> **ЗАДАНИЯ**
1. Выпишите из исходного текста фрагмент, начиная со слов «Ведь ему будет» и заканчивая словами «его теория права.».
2. О чём внезапно узнаёт Раскольников в полицейской конторе, согласно исходному тексту?

> **ИСХОДНЫЙ ТЕКСТ**
╭──

Потому что Раскольников поставлен в такое положение, что бессознательно признаёт превосходство Свидригайлова над собой. Он завидует этому подлецу, не знающему тех угрызений совести, которые доводят Раскольникова до бешенства. Все его патетические восклицания о разврате Свидригайлова тот парирует одним и тем же логическим приёмом, который в русском народе формулируется язвительной поговоркой: «Чья бы корова мычала…» И в самом деле: «Если же убеждены, что у дверей нельзя подслушивать, а старушонок можно лущить чем попало, в своё удовольствие, так уезжайте куда-нибудь поскорее в Америку! Бегите, молодой человек!» Раскольников сам сознаёт, что он смешон в спорах со Свидригайловым.
Обманчивая и недолговременная сила последнего внушает герою представление, что можно жить и в цинизме отчаяния, не покоряясь судьбе. Свидригайлов даёт Раскольникову наглядный пример, противоположный примеру Сони. И если герой избирает путь признания, то не в силу того, что считает Соню полностью правой, а лишь потому, что у него больше нет сил выдерживать изоляцию от человечества, нет сил терпеть муки совести. «Разлагающий смех» Свидригайлова, его циничное приятие любой жизни, с любой грязью на совести – реальная альтернатива явки с повинной. Свидригайлов более последователен, чем Раскольников.
Вспомним, что герой романа идёт отдаваться в руки правосудия без всякого раскаяния, с мрачным стоицизмом человека, который не сумел осуществить «верную» идею. Да, в этот момент он верит, что сама-то идея верна: ведь где-то на свете этой идеей живёт (и, видимо, живёт припеваючи) низменный развратник Свидригайлов.
Как бы ни клял Раскольников этого подлеца, он завидует его последовательности, его невозмутимой уверенности в себе; он внутренне соглашается с насмешками Свидригайлова над его «шиллеровщиной». Свидригайлов выступает здесь не только как двойник героя, но в известном смысле как его опора.
Ведь ему будет легче пойти на каторгу, зная, что он сломался только по личной слабости, но идея-то его верна, что доказывается самим фактом существования Свидригайлова. Сознание этого элементарного факта придаёт мужества Раскольникову. Он готов признать себя неудачником в исполнении замысла (это себя он называет «эстетической вошью»), но он сохраняет свою главную гордость: как мыслитель он безупречен, его теория права.
Но Достоевский чрезвычайно эффектно выбивает эту опору из-под ног Раскольникова. Уже в полицейской конторе, колеблясь и не решаясь сделать своё признание, Раскольников внезапно узнаёт о самоубийстве Свидригайлова. Это известие производит на него страшное воздействие, детально описанное автором. «Раскольников чувствовал, что на него как бы что-то упало и его придавило».[20] Он побледнел. Он не находит сил решиться на признание. Он запинается, бормочет, он пытается улыбаться, когда прощается.

╰──

> **ПРИВЕДЁННЫЕ СТРОКИ**
╭──

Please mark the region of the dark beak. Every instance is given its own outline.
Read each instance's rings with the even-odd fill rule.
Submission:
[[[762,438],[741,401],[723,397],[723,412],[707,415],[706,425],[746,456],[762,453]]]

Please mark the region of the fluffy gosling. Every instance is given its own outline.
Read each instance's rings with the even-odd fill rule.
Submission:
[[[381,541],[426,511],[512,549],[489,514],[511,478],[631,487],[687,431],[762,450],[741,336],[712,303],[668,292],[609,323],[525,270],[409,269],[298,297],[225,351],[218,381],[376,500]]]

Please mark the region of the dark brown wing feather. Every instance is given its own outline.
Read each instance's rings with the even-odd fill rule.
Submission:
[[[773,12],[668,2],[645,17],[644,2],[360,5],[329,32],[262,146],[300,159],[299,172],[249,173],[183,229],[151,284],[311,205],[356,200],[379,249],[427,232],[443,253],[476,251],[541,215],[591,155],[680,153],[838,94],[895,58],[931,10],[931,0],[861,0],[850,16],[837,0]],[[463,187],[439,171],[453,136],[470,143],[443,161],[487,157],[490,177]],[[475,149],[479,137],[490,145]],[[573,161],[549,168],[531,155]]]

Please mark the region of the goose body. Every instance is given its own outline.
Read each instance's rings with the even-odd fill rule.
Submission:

╰──

> **ОТВЕТЫ ПО ЗАДАНИЯМ**
1.
Ведь ему будет легче пойти на каторгу, зная, что он сломался только по личной слабости, но идея-то его верна, что доказывается самим фактом существования Свидригайлова. Сознание этого элементарного факта придаёт мужества Раскольникову. Он готов признать себя неудачником в исполнении замысла (это себя он называет «эстетической вошью»), но он сохраняет свою главную гордость: как мыслитель он безупречен, его теория права.

2. Он узнаёт о самоубийстве Свидригайлова.